◆ Passage

*** Begin section ***

Output Survey

The survey framework computes quality metrics over a BabelBetes output directory and generates an HTML report. It is built around surveys — immutable Parquet files that capture patient and study metric aggregates at a point in time. This is useful to describe and compare study outputs as well as to check for (un)intended changes in the output for example after making changes to the code base.

Usage

Compute and report

# Compute all metrics and save a survey
python -m babelbetes.survey survey --data-dir data/out

# Generate an HTML report from the latest survey
python -m babelbetes.survey report

# Include circadian and gap/chunk figures (requires raw time series data)
python -m babelbetes.survey report --data-dir data/out

Why --data-dir is optional for report

Most figures are generated from the pre-computed survey files. --data-dir is only needed for figures that cannot be computed from aggregated stats: circadian patterns (moving average by hour of day) and gap/chunk CDFs — both require access to individual timestamps.

Surveys are saved to data/out/survey/surveys/ and the HTML report is written to data/out/survey/reports/report_<timestamp>.html.

*** End section ***

◆ Information
*** Begin section ***

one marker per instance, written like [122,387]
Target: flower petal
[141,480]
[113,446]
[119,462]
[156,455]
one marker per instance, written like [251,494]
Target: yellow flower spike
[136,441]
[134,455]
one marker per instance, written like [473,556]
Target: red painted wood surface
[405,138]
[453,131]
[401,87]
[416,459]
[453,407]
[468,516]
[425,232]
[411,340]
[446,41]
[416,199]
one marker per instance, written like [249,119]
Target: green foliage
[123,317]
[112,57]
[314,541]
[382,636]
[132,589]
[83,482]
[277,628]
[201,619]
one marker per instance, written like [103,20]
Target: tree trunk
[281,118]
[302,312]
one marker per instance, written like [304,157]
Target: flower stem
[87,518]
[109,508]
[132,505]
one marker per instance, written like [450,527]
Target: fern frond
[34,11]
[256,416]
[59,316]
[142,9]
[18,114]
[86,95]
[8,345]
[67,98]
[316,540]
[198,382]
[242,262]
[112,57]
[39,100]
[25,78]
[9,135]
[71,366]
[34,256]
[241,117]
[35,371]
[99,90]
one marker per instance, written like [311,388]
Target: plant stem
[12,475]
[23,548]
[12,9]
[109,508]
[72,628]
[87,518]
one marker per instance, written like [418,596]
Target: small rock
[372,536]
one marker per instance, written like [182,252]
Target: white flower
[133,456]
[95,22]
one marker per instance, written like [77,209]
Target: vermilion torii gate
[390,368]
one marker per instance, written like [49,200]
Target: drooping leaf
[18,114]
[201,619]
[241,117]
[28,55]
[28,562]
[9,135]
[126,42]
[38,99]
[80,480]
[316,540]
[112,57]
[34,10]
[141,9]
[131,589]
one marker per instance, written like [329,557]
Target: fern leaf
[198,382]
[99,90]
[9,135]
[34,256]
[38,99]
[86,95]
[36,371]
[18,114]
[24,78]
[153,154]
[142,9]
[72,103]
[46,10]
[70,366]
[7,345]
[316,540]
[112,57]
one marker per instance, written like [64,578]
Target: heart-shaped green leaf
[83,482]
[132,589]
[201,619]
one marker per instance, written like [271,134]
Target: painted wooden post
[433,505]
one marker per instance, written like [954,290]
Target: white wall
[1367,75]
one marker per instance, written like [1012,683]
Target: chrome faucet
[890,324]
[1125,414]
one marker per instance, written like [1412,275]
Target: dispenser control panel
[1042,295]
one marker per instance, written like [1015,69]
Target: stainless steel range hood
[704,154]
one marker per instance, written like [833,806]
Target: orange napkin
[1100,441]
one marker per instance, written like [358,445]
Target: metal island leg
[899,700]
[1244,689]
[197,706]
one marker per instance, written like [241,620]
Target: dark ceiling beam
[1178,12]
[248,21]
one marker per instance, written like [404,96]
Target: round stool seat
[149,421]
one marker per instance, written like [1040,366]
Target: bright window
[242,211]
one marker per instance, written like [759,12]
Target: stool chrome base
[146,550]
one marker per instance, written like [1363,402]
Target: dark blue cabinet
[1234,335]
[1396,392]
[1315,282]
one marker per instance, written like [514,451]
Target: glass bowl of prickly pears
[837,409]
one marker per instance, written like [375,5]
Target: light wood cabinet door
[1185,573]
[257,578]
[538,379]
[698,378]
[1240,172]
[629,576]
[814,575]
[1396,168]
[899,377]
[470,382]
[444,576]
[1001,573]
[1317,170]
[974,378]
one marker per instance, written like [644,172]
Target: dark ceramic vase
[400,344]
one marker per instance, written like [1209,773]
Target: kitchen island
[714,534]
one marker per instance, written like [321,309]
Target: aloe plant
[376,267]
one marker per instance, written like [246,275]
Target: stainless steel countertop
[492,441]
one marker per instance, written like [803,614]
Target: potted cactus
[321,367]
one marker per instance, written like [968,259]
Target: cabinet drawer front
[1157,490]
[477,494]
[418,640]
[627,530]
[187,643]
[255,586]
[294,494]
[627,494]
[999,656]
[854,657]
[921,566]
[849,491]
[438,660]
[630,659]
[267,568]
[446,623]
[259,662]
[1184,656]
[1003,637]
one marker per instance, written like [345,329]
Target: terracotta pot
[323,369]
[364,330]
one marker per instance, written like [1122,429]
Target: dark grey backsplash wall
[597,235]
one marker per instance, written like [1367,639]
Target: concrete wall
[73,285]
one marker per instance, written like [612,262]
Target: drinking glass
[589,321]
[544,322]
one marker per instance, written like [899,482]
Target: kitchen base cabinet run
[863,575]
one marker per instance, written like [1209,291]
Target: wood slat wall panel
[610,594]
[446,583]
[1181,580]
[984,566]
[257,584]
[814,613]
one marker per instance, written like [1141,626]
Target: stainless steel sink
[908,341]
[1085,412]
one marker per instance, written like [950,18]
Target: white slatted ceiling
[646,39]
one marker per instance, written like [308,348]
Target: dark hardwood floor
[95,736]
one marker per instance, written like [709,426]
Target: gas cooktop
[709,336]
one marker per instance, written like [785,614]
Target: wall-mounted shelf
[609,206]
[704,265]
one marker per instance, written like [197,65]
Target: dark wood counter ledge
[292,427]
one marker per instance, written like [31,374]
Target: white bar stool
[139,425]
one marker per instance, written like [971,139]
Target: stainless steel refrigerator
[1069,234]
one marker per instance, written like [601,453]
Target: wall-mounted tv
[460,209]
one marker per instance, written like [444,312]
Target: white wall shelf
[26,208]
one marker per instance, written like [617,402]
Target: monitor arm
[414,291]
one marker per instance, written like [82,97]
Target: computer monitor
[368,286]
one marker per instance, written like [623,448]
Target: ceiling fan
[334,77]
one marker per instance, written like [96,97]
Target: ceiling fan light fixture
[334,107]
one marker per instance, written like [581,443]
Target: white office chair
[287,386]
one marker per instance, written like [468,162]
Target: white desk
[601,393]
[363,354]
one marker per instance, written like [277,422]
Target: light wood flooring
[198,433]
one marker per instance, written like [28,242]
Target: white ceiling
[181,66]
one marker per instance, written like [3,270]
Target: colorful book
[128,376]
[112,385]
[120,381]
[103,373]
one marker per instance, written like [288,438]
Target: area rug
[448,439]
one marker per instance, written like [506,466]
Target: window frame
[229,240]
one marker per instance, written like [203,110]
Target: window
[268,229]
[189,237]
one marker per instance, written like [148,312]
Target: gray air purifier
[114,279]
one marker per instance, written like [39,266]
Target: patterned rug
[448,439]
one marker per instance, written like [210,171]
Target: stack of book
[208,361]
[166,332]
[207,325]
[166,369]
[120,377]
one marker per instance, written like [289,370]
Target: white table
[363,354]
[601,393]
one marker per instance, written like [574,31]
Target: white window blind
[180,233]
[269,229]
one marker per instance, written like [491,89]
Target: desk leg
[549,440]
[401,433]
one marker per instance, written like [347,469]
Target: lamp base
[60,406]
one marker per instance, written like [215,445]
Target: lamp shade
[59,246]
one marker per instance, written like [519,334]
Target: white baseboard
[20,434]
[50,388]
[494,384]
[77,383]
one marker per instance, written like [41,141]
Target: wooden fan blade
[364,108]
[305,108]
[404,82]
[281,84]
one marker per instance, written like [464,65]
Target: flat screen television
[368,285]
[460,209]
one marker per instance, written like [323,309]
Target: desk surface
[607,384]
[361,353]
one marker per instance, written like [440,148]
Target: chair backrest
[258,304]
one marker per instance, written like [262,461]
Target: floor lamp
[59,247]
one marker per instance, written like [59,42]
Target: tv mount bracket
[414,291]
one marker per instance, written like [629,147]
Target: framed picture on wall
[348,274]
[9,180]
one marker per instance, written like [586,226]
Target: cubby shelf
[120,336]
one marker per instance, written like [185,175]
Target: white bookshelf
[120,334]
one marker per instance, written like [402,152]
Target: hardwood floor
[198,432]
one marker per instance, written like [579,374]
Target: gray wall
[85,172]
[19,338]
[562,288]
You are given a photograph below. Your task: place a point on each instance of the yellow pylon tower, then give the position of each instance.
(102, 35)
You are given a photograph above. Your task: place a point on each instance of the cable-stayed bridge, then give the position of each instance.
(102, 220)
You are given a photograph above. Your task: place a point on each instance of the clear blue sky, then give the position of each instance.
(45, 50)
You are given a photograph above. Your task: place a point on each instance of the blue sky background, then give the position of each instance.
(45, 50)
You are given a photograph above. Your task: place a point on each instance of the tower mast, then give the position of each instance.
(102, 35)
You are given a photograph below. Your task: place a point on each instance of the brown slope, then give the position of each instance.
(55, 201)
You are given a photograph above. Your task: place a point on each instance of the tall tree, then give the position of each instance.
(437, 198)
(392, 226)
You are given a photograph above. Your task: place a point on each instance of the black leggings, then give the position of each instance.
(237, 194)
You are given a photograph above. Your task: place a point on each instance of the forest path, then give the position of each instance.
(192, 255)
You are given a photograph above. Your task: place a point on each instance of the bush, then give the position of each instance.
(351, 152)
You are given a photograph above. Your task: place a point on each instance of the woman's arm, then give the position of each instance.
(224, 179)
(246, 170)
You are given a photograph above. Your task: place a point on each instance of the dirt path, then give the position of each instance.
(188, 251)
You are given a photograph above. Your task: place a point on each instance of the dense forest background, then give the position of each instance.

*** End section ***

◆ What is needed
Write the next part of the survey framework documentation, picking up after its final sentence. The rows have no connection to the survey framework documentation.

◆ Task response
Track changes with `diff`

# Compare the two most recent surveys — flags changes > 5%
python -m babelbetes.survey diff

# Or compare two specific surveys
python -m babelbetes.survey diff \
    --a data/out/survey/surveys/20250101_000000_study_stats.parquet \
    --b data/out/survey/surveys/20250201_000000_study_stats.parquet

The diff covers all study-level metrics, including the per-patient aggregates (e.g. tir_study_gm — geometric mean of individual patient TIR values across a study). Metrics that changed by more than 5% are flagged with ⚠️.

Note

The diff currently operates on study-level surveys only. Patient-level diffing is not yet implemented.

Explore a single study or patient

For targeted exploration without saving a survey, call the compute functions directly:

from babelbetes.src import data_store
from babelbetes.survey import compute
import pandas as pd

# Scope to one study, or filter further to one patient
store = data_store.load("data/out", studies=["DCLP3"])
store = {dt: df[df["patient_id"] == "P001"] for dt, df in store.items()}

patient_records = (
    compute.compute_cgm_stats(store["cgm"])
    + compute.compute_basal_stats(store["basal"])
    + compute.compute_bolus_stats(store["bolus"])
    + compute.compute_complete_days(store)
)
tdd_df      = compute.compute_tdd_per_patient(store)
tdd_records = compute.compute_tdd_stats(tdd_df)

stats = pd.DataFrame(patient_records + tdd_records)
print(stats[stats["data_type"] == "cgm"].pivot_table(
    index="patient_id", columns="metric", values="value"
))

Architecture

The framework is split into four modules:

Module	Responsibility
`compute`	Pure functions that take DataFrames and return metrics as `list[dict]`
`survey`	Save and load metric surveys as Parquet files
`figures`	Matplotlib/seaborn figures that accept pre-computed metric DataFrames
`diff`	Compare two study-level surveys and flag significant changes

__main__.py wires these together for the CLI. The report module renders surveys into a self-contained HTML file.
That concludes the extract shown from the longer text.